### Given problem
What is needed is the run of lines from the one with "Question. Indicate each instance of the pickup" through the close of the data, set down exactly.

### Input
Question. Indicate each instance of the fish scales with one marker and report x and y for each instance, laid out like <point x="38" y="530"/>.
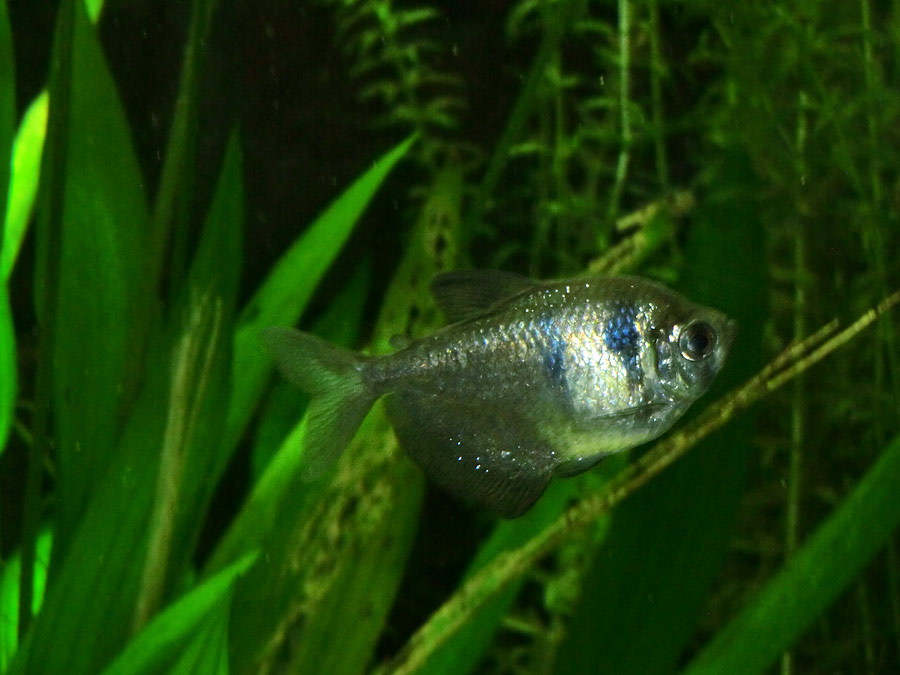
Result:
<point x="530" y="380"/>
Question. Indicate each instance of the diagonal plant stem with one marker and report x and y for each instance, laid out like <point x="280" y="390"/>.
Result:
<point x="624" y="109"/>
<point x="508" y="567"/>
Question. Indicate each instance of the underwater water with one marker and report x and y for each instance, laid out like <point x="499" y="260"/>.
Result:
<point x="183" y="175"/>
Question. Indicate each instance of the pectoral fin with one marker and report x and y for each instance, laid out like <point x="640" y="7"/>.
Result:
<point x="474" y="451"/>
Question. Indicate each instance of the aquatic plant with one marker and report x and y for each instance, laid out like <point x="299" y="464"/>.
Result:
<point x="152" y="517"/>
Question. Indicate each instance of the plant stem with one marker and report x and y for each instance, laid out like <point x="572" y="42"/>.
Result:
<point x="612" y="208"/>
<point x="657" y="69"/>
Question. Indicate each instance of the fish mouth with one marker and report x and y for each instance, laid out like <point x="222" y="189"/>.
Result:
<point x="727" y="334"/>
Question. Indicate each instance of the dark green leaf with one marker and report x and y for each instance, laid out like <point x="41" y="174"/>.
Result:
<point x="215" y="276"/>
<point x="823" y="568"/>
<point x="286" y="291"/>
<point x="9" y="595"/>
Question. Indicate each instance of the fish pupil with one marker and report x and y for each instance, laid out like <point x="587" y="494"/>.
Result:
<point x="697" y="341"/>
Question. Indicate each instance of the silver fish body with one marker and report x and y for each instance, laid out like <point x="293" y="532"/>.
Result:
<point x="532" y="380"/>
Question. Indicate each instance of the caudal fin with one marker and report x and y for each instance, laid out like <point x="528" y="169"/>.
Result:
<point x="340" y="398"/>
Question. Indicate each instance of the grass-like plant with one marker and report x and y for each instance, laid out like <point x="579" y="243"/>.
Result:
<point x="744" y="155"/>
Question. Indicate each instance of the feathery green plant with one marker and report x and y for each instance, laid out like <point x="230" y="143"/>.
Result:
<point x="742" y="154"/>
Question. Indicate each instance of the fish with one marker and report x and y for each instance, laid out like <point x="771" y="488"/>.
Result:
<point x="530" y="380"/>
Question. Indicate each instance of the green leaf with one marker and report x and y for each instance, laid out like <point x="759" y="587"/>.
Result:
<point x="465" y="649"/>
<point x="667" y="541"/>
<point x="23" y="182"/>
<point x="159" y="642"/>
<point x="215" y="276"/>
<point x="823" y="568"/>
<point x="9" y="596"/>
<point x="8" y="378"/>
<point x="7" y="101"/>
<point x="284" y="294"/>
<point x="339" y="323"/>
<point x="207" y="654"/>
<point x="105" y="220"/>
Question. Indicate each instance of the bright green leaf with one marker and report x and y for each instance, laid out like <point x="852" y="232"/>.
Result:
<point x="7" y="101"/>
<point x="207" y="654"/>
<point x="161" y="639"/>
<point x="105" y="220"/>
<point x="826" y="565"/>
<point x="23" y="181"/>
<point x="8" y="384"/>
<point x="9" y="595"/>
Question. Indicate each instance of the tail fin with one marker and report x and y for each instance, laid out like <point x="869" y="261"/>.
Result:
<point x="340" y="398"/>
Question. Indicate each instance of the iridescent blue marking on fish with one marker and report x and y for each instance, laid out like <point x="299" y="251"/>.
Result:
<point x="620" y="333"/>
<point x="555" y="356"/>
<point x="530" y="380"/>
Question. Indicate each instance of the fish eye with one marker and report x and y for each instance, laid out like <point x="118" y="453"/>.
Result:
<point x="697" y="341"/>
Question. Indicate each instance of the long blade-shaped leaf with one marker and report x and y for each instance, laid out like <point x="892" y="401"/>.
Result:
<point x="23" y="182"/>
<point x="7" y="101"/>
<point x="813" y="578"/>
<point x="285" y="293"/>
<point x="162" y="637"/>
<point x="105" y="221"/>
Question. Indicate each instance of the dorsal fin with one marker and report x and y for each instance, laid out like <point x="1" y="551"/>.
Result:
<point x="462" y="294"/>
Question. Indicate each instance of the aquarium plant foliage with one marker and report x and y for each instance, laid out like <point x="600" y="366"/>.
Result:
<point x="177" y="177"/>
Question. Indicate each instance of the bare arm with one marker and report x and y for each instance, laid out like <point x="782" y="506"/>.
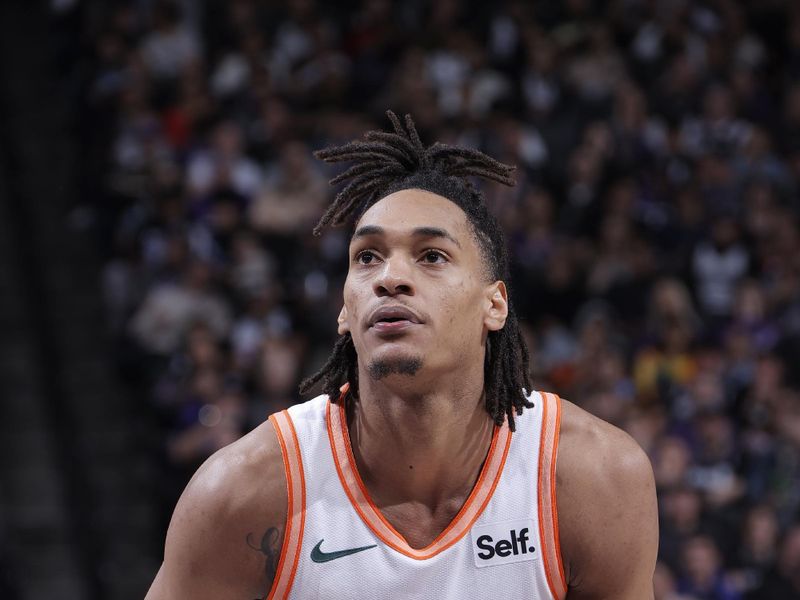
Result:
<point x="607" y="511"/>
<point x="225" y="537"/>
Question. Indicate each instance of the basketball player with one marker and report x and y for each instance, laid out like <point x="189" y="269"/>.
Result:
<point x="425" y="470"/>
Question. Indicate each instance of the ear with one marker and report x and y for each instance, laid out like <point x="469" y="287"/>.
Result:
<point x="496" y="306"/>
<point x="344" y="327"/>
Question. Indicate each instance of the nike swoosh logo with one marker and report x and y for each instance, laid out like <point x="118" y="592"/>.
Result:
<point x="318" y="555"/>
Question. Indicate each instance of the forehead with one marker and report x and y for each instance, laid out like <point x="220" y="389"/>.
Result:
<point x="413" y="208"/>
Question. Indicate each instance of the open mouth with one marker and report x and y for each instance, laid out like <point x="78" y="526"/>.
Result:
<point x="393" y="319"/>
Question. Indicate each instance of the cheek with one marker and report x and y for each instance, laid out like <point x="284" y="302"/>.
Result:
<point x="461" y="307"/>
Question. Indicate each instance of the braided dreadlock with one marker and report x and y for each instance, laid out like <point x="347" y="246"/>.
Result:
<point x="385" y="163"/>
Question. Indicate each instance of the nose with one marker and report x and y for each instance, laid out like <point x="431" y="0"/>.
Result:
<point x="394" y="278"/>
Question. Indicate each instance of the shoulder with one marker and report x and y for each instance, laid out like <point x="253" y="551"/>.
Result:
<point x="226" y="532"/>
<point x="607" y="510"/>
<point x="246" y="474"/>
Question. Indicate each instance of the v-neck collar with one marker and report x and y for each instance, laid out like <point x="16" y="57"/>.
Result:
<point x="356" y="491"/>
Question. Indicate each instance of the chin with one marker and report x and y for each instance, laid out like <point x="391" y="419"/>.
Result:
<point x="405" y="364"/>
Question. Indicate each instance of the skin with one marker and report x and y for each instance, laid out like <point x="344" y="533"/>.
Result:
<point x="419" y="441"/>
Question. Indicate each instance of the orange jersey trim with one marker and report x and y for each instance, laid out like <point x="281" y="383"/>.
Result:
<point x="296" y="505"/>
<point x="548" y="511"/>
<point x="371" y="515"/>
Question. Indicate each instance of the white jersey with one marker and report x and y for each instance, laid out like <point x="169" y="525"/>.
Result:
<point x="503" y="543"/>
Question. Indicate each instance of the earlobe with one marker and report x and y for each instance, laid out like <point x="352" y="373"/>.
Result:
<point x="342" y="321"/>
<point x="498" y="307"/>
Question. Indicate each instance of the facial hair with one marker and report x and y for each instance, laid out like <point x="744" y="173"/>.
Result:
<point x="379" y="369"/>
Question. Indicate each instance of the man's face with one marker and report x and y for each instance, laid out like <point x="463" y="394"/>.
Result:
<point x="417" y="297"/>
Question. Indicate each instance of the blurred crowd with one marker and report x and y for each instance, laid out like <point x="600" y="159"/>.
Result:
<point x="654" y="224"/>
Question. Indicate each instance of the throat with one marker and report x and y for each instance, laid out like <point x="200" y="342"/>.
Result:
<point x="420" y="483"/>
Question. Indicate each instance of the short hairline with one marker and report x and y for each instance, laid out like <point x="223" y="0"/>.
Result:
<point x="481" y="238"/>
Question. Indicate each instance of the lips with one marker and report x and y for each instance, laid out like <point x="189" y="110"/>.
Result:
<point x="393" y="317"/>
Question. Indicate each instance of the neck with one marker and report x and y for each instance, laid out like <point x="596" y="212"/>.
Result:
<point x="422" y="447"/>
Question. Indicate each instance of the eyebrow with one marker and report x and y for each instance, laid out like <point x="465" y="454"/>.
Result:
<point x="423" y="232"/>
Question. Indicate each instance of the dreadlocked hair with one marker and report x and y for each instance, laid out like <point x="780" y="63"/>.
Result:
<point x="387" y="162"/>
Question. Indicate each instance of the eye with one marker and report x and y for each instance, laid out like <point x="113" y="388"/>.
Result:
<point x="366" y="257"/>
<point x="433" y="257"/>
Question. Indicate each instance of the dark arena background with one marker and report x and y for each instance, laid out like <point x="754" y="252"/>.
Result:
<point x="161" y="292"/>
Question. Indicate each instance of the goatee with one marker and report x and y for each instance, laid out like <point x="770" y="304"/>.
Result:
<point x="379" y="369"/>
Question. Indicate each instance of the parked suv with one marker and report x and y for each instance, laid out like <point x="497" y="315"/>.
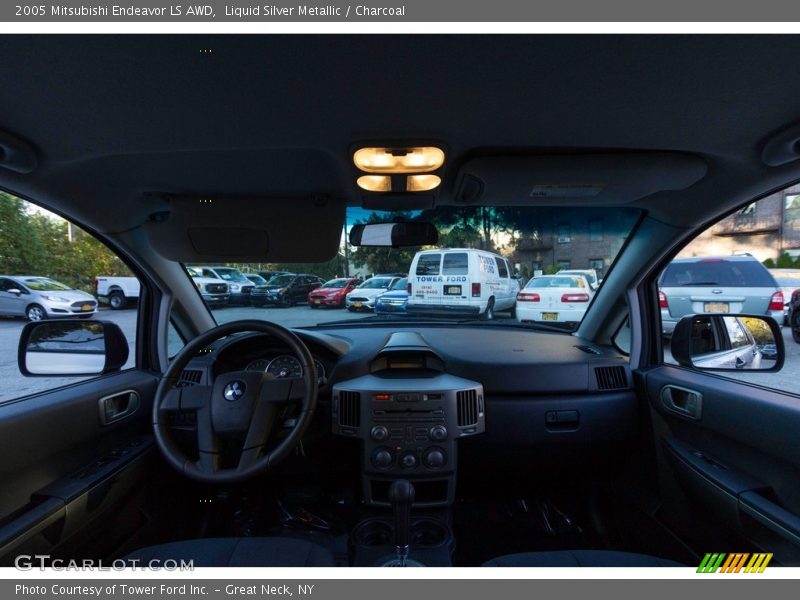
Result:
<point x="37" y="298"/>
<point x="285" y="290"/>
<point x="794" y="315"/>
<point x="239" y="286"/>
<point x="789" y="282"/>
<point x="365" y="295"/>
<point x="214" y="291"/>
<point x="717" y="284"/>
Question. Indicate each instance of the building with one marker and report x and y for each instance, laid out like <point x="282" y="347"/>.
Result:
<point x="765" y="229"/>
<point x="573" y="239"/>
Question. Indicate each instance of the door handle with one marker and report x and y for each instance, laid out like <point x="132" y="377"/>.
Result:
<point x="118" y="406"/>
<point x="682" y="401"/>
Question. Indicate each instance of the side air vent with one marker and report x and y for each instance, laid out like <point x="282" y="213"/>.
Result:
<point x="467" y="401"/>
<point x="588" y="349"/>
<point x="349" y="409"/>
<point x="611" y="378"/>
<point x="189" y="377"/>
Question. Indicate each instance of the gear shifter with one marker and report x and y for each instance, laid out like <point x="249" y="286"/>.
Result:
<point x="401" y="495"/>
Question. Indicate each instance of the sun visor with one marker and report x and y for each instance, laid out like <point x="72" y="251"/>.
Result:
<point x="579" y="180"/>
<point x="197" y="229"/>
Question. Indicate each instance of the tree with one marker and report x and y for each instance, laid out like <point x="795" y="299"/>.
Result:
<point x="21" y="250"/>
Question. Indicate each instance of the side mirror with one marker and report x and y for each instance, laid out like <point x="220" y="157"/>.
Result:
<point x="394" y="235"/>
<point x="724" y="342"/>
<point x="65" y="347"/>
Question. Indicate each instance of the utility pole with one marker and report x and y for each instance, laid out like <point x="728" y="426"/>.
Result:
<point x="346" y="251"/>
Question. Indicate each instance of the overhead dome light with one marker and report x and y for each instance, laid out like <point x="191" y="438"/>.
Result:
<point x="399" y="160"/>
<point x="422" y="183"/>
<point x="375" y="183"/>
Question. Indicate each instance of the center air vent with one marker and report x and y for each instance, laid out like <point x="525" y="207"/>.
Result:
<point x="588" y="349"/>
<point x="467" y="408"/>
<point x="349" y="409"/>
<point x="611" y="378"/>
<point x="189" y="377"/>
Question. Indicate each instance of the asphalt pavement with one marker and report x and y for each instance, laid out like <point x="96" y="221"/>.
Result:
<point x="16" y="386"/>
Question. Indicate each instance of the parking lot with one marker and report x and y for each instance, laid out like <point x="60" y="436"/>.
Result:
<point x="17" y="386"/>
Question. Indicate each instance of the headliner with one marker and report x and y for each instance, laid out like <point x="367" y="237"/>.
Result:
<point x="114" y="117"/>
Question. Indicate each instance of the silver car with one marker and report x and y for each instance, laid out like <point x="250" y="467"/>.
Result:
<point x="36" y="298"/>
<point x="711" y="284"/>
<point x="789" y="281"/>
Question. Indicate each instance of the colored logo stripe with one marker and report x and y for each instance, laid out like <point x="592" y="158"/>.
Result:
<point x="734" y="563"/>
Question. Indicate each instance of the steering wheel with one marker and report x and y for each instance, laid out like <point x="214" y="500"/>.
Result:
<point x="242" y="405"/>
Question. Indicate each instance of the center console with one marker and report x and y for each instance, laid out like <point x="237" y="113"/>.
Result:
<point x="409" y="425"/>
<point x="408" y="415"/>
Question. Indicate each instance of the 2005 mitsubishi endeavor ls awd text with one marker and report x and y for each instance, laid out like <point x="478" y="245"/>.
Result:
<point x="263" y="436"/>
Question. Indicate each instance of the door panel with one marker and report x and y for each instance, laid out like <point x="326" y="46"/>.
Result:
<point x="63" y="468"/>
<point x="729" y="470"/>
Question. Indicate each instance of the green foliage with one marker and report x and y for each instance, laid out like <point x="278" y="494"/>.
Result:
<point x="36" y="243"/>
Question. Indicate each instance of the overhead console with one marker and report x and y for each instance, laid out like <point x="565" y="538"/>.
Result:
<point x="409" y="416"/>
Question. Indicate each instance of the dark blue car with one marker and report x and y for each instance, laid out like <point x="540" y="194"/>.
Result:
<point x="395" y="300"/>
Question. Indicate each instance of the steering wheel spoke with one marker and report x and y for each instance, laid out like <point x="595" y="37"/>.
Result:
<point x="192" y="397"/>
<point x="264" y="418"/>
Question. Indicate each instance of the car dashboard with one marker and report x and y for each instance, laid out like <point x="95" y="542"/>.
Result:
<point x="430" y="402"/>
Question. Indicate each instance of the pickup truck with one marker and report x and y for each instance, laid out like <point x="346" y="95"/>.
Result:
<point x="116" y="291"/>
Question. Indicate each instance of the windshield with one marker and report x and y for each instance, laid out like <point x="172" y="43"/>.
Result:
<point x="42" y="284"/>
<point x="281" y="280"/>
<point x="335" y="283"/>
<point x="717" y="272"/>
<point x="483" y="256"/>
<point x="231" y="275"/>
<point x="375" y="283"/>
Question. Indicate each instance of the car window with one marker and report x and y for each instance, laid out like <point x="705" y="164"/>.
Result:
<point x="717" y="272"/>
<point x="455" y="263"/>
<point x="745" y="263"/>
<point x="452" y="279"/>
<point x="428" y="264"/>
<point x="66" y="273"/>
<point x="502" y="267"/>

### Problem solution
Question. Indicate each instance of the pickup truck with one marker and report x and y for each instance, laid out like <point x="346" y="95"/>.
Result:
<point x="116" y="291"/>
Question. Indicate each instance of the windshield with one marker and report x and y for each instance, laid out like <point x="172" y="43"/>.
Result:
<point x="42" y="284"/>
<point x="281" y="280"/>
<point x="335" y="283"/>
<point x="717" y="272"/>
<point x="483" y="256"/>
<point x="231" y="275"/>
<point x="375" y="283"/>
Question. Indicate each instance of the car window with one marker and report x and y for each instance, laid out like <point x="705" y="164"/>.
Result:
<point x="717" y="272"/>
<point x="455" y="263"/>
<point x="745" y="263"/>
<point x="452" y="279"/>
<point x="428" y="264"/>
<point x="66" y="273"/>
<point x="502" y="267"/>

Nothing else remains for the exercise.